Pull out every line below that contains the word "shirt" and copy each one in full. Case counts when matching.

[BEGIN]

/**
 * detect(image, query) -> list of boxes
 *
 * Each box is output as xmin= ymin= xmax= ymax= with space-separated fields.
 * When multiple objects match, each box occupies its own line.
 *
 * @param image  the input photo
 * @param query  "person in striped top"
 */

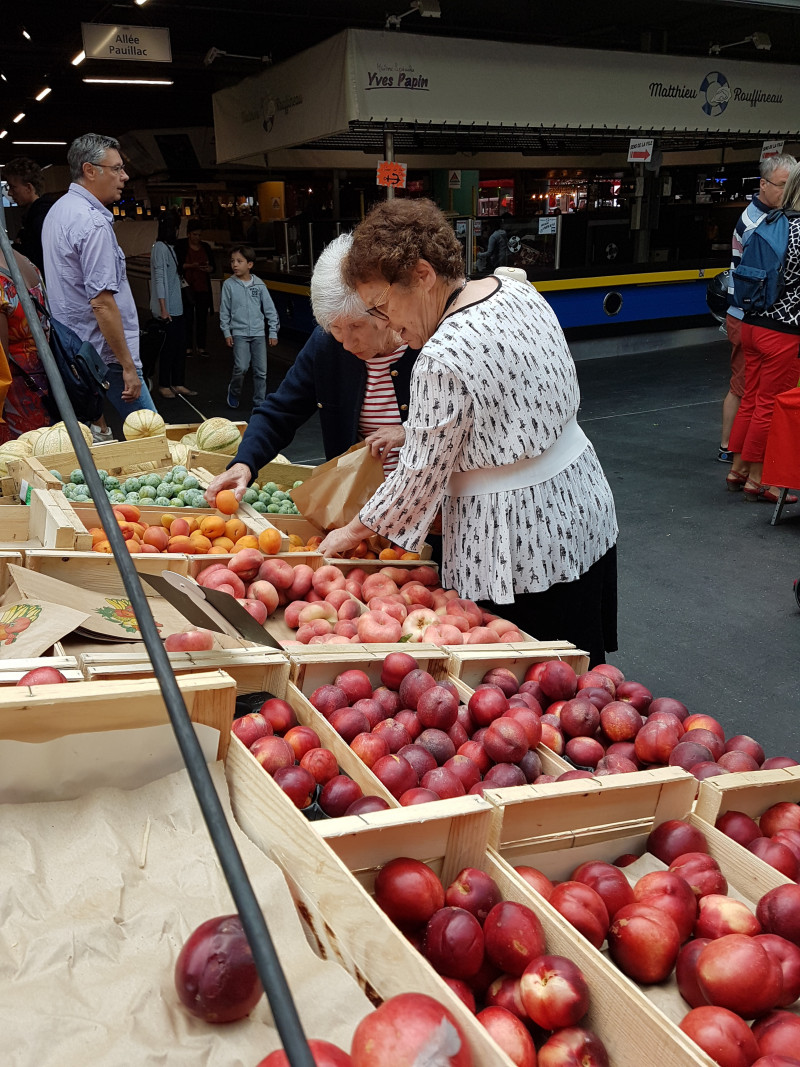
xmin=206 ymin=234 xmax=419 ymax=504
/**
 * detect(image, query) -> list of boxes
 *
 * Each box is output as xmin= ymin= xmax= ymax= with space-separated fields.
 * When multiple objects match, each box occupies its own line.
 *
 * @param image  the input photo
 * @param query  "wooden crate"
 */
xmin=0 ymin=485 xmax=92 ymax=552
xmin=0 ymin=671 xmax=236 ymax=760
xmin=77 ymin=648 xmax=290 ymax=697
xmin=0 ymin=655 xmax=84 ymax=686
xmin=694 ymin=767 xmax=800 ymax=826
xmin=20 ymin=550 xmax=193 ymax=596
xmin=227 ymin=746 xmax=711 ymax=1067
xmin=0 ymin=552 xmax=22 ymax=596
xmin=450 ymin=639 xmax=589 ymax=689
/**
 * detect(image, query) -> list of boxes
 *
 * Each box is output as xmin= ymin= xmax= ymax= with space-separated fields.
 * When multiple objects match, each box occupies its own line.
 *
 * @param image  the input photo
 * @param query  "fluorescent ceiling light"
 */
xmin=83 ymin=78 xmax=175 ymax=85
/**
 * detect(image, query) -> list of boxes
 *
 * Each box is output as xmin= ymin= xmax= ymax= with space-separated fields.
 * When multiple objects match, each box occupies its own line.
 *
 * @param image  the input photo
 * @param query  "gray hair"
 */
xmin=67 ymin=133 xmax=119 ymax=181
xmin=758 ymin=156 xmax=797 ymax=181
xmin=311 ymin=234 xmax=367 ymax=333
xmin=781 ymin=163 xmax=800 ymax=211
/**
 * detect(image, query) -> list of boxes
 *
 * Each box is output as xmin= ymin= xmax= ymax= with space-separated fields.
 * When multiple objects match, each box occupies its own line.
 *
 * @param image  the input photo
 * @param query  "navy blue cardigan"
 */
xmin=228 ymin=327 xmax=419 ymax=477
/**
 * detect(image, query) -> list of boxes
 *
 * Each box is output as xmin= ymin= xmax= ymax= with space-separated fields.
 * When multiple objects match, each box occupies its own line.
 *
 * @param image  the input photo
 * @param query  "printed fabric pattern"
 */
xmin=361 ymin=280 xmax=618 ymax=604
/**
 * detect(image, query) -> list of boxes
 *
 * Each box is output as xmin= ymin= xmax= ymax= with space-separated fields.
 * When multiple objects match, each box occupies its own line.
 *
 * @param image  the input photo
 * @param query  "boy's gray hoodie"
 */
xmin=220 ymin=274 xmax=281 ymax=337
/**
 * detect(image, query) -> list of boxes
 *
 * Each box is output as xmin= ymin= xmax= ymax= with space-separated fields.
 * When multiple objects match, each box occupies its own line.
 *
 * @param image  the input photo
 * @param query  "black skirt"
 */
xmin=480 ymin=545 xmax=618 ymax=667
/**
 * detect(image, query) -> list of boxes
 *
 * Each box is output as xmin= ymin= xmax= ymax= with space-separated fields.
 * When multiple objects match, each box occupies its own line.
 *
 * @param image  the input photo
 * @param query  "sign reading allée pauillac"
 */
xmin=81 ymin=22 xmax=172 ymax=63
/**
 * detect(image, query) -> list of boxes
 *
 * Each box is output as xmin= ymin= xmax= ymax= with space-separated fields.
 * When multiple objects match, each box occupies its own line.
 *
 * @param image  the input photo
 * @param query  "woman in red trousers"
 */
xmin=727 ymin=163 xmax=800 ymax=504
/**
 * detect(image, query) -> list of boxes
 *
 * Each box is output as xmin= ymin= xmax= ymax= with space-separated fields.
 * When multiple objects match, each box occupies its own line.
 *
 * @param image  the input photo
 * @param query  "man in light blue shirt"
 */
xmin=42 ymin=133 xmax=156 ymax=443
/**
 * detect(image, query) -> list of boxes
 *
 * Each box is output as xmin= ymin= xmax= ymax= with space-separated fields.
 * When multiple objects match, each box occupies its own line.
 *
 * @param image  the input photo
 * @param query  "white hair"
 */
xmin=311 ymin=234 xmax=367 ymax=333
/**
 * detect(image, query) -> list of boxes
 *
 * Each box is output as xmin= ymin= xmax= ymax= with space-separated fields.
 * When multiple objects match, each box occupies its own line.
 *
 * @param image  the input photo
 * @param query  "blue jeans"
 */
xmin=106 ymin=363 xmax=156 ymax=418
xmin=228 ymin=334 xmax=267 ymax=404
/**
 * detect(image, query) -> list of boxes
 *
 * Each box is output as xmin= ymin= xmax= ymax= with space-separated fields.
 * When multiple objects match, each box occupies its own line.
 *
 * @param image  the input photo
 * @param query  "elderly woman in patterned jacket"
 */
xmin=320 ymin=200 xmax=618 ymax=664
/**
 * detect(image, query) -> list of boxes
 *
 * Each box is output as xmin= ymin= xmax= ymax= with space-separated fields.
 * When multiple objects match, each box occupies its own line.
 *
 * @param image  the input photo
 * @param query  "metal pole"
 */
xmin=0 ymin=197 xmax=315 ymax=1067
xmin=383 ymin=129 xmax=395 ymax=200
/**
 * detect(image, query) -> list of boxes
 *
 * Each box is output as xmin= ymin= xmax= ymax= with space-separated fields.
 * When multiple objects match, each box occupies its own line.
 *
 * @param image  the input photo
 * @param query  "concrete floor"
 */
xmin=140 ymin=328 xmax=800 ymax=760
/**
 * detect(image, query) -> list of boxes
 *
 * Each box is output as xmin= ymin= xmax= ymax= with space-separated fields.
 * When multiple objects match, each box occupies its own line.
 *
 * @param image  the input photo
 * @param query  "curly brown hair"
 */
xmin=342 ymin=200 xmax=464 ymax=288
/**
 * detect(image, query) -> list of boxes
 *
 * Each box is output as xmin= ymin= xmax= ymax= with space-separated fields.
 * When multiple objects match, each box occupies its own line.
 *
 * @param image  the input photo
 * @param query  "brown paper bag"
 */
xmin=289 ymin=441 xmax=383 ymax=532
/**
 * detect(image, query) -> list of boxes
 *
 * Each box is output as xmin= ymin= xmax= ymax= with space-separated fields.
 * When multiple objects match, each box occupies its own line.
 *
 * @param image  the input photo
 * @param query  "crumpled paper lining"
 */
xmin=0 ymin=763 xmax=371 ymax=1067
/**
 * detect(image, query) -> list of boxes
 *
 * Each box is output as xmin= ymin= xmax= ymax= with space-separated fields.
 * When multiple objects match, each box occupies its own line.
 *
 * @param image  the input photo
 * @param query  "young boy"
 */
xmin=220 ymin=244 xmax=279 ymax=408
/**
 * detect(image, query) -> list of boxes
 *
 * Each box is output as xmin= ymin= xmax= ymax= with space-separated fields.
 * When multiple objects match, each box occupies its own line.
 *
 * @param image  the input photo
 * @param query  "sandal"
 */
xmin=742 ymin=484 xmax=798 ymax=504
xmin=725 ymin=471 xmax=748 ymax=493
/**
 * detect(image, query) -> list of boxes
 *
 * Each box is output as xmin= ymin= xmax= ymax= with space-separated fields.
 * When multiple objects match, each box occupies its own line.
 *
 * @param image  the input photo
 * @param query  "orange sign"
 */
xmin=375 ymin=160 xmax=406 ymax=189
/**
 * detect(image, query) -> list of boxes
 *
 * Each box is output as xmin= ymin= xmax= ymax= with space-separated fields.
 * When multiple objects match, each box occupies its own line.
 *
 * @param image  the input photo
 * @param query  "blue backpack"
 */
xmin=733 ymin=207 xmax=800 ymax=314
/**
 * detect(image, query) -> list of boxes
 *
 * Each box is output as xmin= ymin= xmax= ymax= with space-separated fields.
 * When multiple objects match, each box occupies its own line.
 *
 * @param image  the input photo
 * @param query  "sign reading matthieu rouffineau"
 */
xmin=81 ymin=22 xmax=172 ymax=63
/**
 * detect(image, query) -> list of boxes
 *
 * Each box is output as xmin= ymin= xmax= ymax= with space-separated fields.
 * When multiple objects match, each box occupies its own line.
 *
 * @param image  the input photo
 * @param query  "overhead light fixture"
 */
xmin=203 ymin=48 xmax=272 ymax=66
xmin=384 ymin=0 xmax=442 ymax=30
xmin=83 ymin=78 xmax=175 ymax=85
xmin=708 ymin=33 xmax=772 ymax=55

[END]
[BEGIN]

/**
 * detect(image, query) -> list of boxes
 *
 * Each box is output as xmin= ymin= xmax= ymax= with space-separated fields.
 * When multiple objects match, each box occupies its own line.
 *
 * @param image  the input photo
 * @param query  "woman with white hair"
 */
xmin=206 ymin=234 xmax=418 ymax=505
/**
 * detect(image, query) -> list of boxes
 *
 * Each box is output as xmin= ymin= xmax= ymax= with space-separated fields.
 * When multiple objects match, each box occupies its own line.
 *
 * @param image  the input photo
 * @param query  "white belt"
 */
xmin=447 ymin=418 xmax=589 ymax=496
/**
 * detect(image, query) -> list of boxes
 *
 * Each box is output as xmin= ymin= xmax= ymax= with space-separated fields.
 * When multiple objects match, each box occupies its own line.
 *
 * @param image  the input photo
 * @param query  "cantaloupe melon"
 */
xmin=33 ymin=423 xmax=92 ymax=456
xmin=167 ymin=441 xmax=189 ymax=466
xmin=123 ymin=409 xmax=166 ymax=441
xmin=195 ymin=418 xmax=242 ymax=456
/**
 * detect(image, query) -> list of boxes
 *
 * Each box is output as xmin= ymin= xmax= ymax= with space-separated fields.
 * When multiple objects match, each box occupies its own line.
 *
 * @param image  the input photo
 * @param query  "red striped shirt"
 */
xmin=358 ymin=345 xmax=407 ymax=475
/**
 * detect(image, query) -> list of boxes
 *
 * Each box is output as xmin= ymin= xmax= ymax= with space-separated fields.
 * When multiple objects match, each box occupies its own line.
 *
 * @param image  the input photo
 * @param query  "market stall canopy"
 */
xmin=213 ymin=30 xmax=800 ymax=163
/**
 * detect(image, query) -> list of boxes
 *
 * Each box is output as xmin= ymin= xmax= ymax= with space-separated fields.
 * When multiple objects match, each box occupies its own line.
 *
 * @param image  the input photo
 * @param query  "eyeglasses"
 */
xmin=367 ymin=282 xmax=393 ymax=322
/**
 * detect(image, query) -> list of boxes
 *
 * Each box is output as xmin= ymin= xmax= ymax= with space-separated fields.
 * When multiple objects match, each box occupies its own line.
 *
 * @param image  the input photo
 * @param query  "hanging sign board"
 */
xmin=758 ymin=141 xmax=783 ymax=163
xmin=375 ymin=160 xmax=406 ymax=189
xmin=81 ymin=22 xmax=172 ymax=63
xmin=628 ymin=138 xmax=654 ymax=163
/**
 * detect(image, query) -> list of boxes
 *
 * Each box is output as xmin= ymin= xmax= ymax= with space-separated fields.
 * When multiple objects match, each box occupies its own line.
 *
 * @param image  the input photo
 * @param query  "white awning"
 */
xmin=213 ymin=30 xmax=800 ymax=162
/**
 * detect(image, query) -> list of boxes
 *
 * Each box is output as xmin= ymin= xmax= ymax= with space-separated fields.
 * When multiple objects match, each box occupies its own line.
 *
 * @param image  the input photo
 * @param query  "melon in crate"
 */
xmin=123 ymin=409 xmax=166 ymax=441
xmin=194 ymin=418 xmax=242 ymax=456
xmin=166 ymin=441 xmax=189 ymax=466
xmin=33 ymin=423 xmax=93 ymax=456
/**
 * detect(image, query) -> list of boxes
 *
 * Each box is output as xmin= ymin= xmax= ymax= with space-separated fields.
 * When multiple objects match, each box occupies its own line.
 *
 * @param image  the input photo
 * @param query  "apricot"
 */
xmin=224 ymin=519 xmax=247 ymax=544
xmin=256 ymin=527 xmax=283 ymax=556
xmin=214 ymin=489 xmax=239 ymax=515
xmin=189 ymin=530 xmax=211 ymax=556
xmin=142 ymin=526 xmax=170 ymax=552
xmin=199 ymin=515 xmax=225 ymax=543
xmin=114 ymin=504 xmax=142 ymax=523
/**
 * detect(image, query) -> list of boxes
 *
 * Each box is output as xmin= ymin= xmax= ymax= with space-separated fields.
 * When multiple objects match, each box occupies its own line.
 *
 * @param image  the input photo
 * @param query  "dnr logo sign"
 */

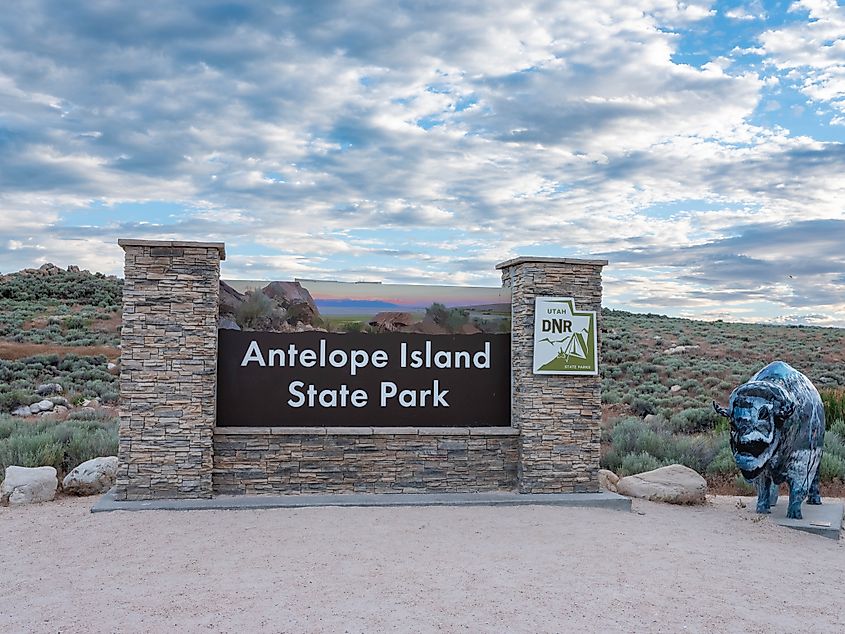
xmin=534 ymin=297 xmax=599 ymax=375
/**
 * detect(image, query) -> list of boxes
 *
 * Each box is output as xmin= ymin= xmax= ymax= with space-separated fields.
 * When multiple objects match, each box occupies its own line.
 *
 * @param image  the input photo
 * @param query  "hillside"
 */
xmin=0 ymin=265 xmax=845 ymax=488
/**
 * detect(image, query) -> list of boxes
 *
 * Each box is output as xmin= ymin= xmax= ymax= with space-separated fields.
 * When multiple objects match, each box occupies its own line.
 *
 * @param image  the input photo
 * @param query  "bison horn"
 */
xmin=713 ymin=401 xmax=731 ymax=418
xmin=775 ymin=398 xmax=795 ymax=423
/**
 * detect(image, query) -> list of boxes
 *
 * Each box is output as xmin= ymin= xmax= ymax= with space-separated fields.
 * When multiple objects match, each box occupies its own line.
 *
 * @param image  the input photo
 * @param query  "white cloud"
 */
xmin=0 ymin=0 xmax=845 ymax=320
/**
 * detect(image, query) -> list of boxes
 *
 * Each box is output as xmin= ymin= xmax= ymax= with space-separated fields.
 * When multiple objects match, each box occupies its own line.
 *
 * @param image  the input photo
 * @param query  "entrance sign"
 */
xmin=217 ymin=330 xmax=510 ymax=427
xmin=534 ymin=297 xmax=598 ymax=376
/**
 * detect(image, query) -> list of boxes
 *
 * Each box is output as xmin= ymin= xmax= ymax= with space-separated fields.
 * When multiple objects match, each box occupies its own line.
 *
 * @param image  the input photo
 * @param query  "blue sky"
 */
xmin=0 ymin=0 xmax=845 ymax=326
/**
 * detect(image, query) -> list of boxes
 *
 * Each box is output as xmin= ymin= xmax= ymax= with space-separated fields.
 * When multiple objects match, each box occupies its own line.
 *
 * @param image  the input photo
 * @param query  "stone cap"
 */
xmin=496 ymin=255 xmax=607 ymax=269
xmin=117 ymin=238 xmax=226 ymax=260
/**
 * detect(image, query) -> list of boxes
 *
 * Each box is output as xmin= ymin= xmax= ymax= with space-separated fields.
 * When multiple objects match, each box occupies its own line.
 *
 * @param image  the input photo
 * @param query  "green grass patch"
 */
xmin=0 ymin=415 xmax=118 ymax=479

[END]

● SOLUTION TO THIS EXERCISE:
 * @param query  "man in light blue shirt"
 * @param query  "red striped shirt"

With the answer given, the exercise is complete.